**Work to be completed:**
Begin with the line containing "like [[195, 60]]." and copy each line exactly through the last line of the entries, inclusive.
++++ Provided material ++++
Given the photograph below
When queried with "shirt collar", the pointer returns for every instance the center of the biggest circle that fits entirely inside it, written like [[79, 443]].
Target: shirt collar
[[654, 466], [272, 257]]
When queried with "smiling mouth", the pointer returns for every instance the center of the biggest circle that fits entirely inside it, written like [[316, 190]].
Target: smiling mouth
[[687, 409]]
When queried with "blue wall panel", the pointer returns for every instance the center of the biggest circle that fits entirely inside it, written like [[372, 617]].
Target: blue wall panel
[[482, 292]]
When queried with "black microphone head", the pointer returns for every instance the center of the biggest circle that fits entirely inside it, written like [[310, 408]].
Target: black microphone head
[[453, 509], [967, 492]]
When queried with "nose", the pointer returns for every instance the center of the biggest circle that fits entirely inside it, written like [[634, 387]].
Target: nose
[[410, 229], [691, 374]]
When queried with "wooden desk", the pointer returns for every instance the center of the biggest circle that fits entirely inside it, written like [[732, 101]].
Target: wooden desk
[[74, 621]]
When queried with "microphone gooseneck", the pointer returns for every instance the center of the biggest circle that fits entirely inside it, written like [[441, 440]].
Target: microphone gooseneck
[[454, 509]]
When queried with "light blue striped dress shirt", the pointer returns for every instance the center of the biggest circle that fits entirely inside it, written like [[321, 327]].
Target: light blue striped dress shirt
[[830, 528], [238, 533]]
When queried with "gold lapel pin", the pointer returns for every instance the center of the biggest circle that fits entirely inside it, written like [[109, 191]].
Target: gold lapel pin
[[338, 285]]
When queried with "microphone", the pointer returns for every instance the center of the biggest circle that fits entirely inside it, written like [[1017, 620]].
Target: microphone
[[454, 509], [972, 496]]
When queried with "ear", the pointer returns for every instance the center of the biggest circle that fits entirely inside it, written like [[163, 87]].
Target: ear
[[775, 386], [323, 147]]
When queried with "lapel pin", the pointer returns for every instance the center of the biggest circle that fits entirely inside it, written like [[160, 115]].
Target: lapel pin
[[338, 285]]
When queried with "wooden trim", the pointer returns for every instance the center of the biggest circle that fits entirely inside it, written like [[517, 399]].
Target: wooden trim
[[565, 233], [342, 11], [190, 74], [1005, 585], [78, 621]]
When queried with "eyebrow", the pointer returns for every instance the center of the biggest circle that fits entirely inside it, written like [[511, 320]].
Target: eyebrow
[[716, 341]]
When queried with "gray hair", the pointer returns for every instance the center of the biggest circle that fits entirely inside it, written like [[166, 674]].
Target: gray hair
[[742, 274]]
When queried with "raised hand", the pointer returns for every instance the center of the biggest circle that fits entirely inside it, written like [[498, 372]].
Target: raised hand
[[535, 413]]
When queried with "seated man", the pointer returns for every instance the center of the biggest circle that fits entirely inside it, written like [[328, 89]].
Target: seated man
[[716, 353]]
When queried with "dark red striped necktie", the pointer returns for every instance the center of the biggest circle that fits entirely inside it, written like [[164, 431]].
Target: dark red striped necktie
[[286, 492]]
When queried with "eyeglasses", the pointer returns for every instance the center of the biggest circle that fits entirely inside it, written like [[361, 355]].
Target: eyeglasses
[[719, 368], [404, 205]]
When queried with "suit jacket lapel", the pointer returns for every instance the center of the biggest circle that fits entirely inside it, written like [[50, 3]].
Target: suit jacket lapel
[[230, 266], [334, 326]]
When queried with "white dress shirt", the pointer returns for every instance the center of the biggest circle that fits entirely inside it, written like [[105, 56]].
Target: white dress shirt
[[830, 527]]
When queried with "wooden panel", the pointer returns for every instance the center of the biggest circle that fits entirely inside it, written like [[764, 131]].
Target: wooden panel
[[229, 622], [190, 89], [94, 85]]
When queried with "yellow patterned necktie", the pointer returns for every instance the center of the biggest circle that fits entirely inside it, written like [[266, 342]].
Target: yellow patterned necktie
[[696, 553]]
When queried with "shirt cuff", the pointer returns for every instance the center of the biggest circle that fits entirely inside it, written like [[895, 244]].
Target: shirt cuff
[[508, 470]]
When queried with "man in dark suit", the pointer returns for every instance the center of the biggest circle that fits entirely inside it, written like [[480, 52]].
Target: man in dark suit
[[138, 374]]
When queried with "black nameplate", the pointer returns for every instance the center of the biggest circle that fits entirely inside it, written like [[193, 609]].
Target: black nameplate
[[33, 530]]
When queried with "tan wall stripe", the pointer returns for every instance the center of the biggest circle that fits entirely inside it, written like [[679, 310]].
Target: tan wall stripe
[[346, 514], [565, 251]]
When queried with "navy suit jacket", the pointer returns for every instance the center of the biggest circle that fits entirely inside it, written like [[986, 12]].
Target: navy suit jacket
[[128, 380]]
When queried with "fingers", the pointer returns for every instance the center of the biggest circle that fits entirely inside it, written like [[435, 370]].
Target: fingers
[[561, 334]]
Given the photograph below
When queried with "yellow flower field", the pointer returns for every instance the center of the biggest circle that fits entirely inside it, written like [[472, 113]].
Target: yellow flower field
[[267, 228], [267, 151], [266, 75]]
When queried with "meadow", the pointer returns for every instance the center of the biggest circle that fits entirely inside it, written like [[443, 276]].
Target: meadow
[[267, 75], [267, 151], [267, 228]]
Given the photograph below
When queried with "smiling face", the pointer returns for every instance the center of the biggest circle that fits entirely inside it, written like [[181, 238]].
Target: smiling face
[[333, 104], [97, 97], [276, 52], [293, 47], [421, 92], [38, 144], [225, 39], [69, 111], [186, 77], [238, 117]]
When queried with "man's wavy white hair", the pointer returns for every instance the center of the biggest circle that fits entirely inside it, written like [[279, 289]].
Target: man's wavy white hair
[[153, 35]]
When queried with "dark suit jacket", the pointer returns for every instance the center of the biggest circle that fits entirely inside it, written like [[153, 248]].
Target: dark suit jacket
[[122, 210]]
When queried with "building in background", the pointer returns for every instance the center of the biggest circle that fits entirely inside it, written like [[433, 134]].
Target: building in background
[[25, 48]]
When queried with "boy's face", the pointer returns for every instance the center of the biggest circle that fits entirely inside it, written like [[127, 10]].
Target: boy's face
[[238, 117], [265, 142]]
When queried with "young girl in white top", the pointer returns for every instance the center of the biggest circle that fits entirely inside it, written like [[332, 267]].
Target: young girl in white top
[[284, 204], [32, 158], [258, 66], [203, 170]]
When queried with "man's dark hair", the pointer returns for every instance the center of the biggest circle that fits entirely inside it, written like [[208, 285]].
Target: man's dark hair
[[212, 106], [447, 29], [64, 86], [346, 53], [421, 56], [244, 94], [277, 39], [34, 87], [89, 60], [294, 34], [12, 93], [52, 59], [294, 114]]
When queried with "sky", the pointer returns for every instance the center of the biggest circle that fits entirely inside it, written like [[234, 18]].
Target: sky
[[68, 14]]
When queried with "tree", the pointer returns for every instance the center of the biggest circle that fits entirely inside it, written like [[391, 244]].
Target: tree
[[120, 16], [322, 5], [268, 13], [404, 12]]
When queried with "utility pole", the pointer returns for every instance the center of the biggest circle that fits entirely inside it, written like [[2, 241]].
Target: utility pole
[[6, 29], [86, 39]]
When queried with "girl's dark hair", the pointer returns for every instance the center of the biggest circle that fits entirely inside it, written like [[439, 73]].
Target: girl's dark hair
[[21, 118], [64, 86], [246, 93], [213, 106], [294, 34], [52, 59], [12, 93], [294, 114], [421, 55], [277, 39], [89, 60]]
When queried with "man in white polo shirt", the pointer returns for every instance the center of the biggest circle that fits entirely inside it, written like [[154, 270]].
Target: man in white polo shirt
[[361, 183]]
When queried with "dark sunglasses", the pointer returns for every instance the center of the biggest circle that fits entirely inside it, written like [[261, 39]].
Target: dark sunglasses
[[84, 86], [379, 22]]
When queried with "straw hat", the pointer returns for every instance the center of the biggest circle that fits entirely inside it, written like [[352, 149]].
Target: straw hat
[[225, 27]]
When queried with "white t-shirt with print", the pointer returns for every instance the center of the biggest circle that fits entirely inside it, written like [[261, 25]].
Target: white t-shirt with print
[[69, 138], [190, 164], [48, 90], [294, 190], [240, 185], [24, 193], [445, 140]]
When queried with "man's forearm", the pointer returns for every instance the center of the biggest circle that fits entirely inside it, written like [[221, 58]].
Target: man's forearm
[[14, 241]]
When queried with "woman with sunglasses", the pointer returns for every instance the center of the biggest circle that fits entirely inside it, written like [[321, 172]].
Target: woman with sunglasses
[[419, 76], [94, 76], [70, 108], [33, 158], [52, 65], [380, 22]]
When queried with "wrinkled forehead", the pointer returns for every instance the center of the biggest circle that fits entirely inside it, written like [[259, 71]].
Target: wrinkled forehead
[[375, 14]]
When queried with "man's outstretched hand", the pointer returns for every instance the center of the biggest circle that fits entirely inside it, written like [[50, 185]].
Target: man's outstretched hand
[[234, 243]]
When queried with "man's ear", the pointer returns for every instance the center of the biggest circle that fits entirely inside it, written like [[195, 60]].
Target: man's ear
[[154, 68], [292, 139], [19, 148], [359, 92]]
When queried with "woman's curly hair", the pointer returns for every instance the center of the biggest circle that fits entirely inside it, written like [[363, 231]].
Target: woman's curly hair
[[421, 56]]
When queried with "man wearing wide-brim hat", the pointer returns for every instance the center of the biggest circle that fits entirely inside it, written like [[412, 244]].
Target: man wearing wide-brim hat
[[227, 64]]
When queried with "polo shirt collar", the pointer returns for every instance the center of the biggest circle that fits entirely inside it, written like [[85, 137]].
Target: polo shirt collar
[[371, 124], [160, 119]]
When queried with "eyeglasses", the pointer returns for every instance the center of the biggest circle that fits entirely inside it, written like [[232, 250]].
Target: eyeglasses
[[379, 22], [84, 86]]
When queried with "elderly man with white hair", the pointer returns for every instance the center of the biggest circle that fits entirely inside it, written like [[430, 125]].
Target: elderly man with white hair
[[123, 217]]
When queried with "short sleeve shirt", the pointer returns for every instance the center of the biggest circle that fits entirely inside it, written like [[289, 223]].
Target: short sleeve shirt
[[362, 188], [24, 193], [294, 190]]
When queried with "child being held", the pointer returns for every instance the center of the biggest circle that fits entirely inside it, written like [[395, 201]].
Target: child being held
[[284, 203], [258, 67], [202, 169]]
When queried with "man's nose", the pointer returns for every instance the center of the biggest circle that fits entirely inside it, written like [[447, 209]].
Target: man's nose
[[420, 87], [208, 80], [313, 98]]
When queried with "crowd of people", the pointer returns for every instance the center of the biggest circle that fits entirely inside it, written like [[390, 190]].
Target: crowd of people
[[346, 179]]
++++
**Result of the exercise:**
When queried with "man's ear", the pointer returns for every instance the center of the biggest circle that fits entirely inside it, written like [[195, 60]].
Target: man's ear
[[154, 68], [292, 139], [19, 148], [359, 92]]
When queried with "woman's curly hair", the pointer returns for every instance the center of the biggest circle that fits entirely inside it, written like [[363, 231]].
Target: woman's curly hair
[[421, 56]]
When queried with "man wearing wide-brim hat", the pointer returns for every instance the center of the biggest circle that fits entirely inside it, written like [[412, 244]].
Target: man wearing wide-brim hat
[[227, 64]]
When queried with "polo shirt collar", the pointer returns for every instance the center of the biggest circle that fits entirely inside it, written like [[85, 137]].
Target: polo shirt collar
[[371, 124], [160, 119]]
When queried with "eyeglasses", the pointer returns for every instance the center of the biggest circle that fits entirely inside it, written like [[232, 250]].
Target: eyeglasses
[[379, 22], [84, 86]]
When queried with "elderly man with white hair", the pointer returns for every instance the center of the biggest circle that fits entirely inside it, written like [[430, 125]].
Target: elderly man with white hair
[[123, 217]]
When queried with "short sleeve shirt", the pointer returns for every instance the center of the biggest circle that fits entirely inside it, written like [[289, 223]].
Target: short sleeve shirt
[[362, 188], [24, 193], [294, 190]]
When queried with "child being held", the pointer returns for every instance the center of the biggest circle that fits entirely inside it, written like [[395, 201]].
Target: child being held
[[284, 203], [258, 67], [202, 169]]
When queried with "man's nose", the pointer returns for every instance the center of the biggest circle that fits entirely inside it, written like [[447, 209]].
Target: man's nose
[[420, 87], [208, 80], [313, 98]]
When queried with "crowd of people", the pointer returns for every instance the center of the biggest circle that fits entirely inside it, written like [[390, 190]].
Target: crowd of people
[[346, 179]]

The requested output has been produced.